=== TASK REQUIREMENTS ===
Lines of the material that include the string "skirt" should be returned.

=== EXERCISE DATA ===
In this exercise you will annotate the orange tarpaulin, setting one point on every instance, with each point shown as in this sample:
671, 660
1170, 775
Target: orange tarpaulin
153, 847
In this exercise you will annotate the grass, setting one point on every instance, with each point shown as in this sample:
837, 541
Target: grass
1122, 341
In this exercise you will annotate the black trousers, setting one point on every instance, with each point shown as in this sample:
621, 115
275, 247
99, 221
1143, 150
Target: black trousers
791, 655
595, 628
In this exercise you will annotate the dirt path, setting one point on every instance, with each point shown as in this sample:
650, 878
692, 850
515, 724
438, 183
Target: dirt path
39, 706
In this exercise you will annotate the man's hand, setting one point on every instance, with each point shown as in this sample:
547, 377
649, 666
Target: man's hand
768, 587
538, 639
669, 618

--

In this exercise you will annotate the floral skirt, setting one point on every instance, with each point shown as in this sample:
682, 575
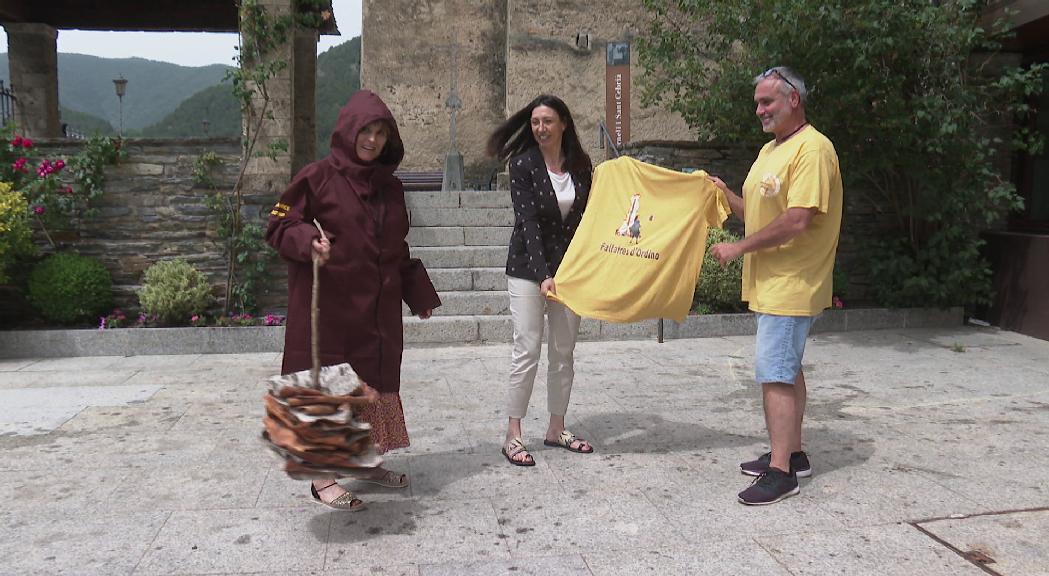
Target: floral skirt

=== ANSWER TO THE EXERCISE ===
In this exercise you will annotate the floral skirt, setting one point on every instance, with each point shown as in this sample:
Target: floral skirt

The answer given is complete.